*** Exercise passage ***
Warren Buffett is a big fan of Verizon stock, the phone business with the annoying commercials from years ago (“Can you hear me now?”), given his huge investment late last year.

The new Verizon stake is big. According to a regulatory filing with the SEC on Feb. 16 revealing buys and sells in Buffett’s Berkshire Hathaway portfolio, Buffett paid $8.62 billion for the 147 million shares. It’s now the No. 6 stock by number of shares held.

Verizon is in line to benefit from the rollout of 5G technology, which likely will boost telecom industry because, as the pandemic cloud lifts, consumers will consider the higher-priced data plans sure to include significant improvement for internet speed.

Even in 2020 when the pandemic forced a severe belt-tightening for consumers, Verizon’s revenue declined only just 2.71% year over year.

The business model is working but there are warning signs.

Unlimited data plans will bring higher revenue but it may not be sustainable, given a likely decline in average revenue per user and the accompanying difficulty of increasing earnings.

Verizon stock had moved from $54.15 on Tuesday to $56.92 by noon ET on Thursday.

Berkshire Hathaway’s Q4 capped an interesting year for Buffett, who also executed $9 billion in stock buybacks in Q3 and $5.1 billion in Q2 and sold all his airline stocks, including Delta Air Lines.

He pulled out of JPMorgan and several major bank stocks but poured $2 billion into Bank of Americain Q3, turning it into his No. 1 stock by number of shares.

 At the end of 2020, Berkshire’s stake in Verizon was valued at anywhere from $8.1 billion to $8.5 billion.
*** End of Exercise passage ***
*** Extracted material ***
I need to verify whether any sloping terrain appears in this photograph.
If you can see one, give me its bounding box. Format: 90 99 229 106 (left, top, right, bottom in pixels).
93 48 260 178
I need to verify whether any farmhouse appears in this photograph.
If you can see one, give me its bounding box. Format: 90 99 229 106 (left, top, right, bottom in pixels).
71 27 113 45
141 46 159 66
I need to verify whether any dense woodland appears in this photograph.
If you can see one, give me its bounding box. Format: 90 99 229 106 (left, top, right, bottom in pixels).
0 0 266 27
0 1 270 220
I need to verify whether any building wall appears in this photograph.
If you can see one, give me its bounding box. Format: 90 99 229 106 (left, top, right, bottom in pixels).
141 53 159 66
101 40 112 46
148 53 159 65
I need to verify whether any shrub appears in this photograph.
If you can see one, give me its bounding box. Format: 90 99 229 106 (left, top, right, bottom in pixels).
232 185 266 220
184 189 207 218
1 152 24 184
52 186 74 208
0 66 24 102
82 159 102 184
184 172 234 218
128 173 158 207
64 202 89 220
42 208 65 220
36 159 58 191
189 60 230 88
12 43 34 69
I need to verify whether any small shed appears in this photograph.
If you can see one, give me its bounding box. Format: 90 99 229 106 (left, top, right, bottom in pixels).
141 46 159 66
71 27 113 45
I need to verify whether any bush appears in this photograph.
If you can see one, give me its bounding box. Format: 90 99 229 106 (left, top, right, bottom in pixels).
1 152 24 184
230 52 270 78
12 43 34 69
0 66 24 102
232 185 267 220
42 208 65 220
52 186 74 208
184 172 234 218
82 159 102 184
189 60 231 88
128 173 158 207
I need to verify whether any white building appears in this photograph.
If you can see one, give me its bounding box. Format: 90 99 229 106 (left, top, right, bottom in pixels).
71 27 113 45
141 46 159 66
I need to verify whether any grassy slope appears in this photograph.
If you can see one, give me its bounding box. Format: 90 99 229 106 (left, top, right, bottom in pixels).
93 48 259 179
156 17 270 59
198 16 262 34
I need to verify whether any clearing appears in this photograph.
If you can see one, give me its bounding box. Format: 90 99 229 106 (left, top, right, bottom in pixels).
*** End of Extracted material ***
*** Extracted material ***
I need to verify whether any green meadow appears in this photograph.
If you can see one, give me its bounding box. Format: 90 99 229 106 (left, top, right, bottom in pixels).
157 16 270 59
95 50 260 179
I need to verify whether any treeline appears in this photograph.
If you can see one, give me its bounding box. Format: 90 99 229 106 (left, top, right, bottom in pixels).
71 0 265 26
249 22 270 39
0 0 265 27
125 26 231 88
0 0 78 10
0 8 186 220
*** End of Extracted material ***
--- To do ---
Copy the Verizon passage word for word, everything from "Unlimited data plans" down to "of increasing earnings.". The entries above stand apart from the Verizon passage.

--- Answer to the problem ---
Unlimited data plans will bring higher revenue but it may not be sustainable, given a likely decline in average revenue per user and the accompanying difficulty of increasing earnings.